Required action ▸ Starting at the first line below, copy through to the last line exactly.

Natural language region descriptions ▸
——————————
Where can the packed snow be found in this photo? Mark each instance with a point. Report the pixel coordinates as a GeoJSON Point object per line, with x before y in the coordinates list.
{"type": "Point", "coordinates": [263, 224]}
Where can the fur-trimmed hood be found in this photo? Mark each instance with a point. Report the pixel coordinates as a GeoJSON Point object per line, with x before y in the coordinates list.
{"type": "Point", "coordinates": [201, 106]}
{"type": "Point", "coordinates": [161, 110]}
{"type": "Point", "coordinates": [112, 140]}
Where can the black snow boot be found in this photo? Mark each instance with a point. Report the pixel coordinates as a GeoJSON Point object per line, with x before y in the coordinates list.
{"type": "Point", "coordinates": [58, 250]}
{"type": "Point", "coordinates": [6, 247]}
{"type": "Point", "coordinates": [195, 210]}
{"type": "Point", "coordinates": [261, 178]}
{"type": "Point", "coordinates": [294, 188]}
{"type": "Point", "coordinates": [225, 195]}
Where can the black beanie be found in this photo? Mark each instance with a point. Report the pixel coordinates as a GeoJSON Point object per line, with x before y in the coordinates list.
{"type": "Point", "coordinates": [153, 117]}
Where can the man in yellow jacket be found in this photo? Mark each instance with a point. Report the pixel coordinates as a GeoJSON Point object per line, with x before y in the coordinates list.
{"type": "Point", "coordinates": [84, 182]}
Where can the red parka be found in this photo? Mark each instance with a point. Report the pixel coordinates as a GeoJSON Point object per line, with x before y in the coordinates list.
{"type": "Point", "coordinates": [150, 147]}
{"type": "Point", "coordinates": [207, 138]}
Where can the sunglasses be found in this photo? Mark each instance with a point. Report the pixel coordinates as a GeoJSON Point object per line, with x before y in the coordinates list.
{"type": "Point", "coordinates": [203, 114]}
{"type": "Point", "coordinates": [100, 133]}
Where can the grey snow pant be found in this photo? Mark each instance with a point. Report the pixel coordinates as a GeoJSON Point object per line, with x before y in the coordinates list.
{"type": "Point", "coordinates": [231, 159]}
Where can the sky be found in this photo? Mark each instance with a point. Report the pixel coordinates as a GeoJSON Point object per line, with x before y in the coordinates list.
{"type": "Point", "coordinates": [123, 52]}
——————————
Answer ▸
Where can the packed snow be found in this photo? Mark each instance with a point. Report the pixel coordinates as a GeoJSON Point object per line, with x before y in the coordinates list.
{"type": "Point", "coordinates": [263, 224]}
Where can the fur-trimmed hood be found in this photo? Mark each instance with a point. Report the pixel coordinates as a GeoJSON Point object per line, with x before y in the coordinates list.
{"type": "Point", "coordinates": [201, 106]}
{"type": "Point", "coordinates": [161, 110]}
{"type": "Point", "coordinates": [112, 140]}
Where can the black snow boot be found in this photo? Mark each instance with a point. Report the pixel coordinates as a GeoJSON Point object per line, with x before y in the coordinates list.
{"type": "Point", "coordinates": [58, 250]}
{"type": "Point", "coordinates": [6, 247]}
{"type": "Point", "coordinates": [195, 210]}
{"type": "Point", "coordinates": [261, 178]}
{"type": "Point", "coordinates": [294, 188]}
{"type": "Point", "coordinates": [225, 195]}
Where can the black beanie be found in this photo? Mark each instance with a point. Report the pixel coordinates as a GeoJSON Point object per line, with x before y in the coordinates list.
{"type": "Point", "coordinates": [153, 117]}
Where can the man in yellow jacket be found in this photo? Mark each instance with a point. Report the pixel coordinates as a GeoJSON Point object per line, with x before y in the coordinates list.
{"type": "Point", "coordinates": [84, 182]}
Where can the red parka be found in this photo? Mark each instance with a point. Report the pixel coordinates as a GeoJSON Point object per line, with x before y in the coordinates list.
{"type": "Point", "coordinates": [150, 147]}
{"type": "Point", "coordinates": [207, 138]}
Where can the sunglasses be found in this photo? Mark each instance with a point. Report the pixel coordinates as a GeoJSON Point object per line, with x before y in the coordinates list.
{"type": "Point", "coordinates": [203, 114]}
{"type": "Point", "coordinates": [100, 133]}
Where can the grey snow pant be found in this photo? Mark each instance with a point. Report the pixel coordinates as a GeoJSON Point object per line, with x before y in the coordinates list.
{"type": "Point", "coordinates": [231, 159]}
Where can the sky be found in this photo? Mark each instance with a point. Report the pixel coordinates as a GeoJSON Point object per line, with x before y in the coordinates list.
{"type": "Point", "coordinates": [123, 52]}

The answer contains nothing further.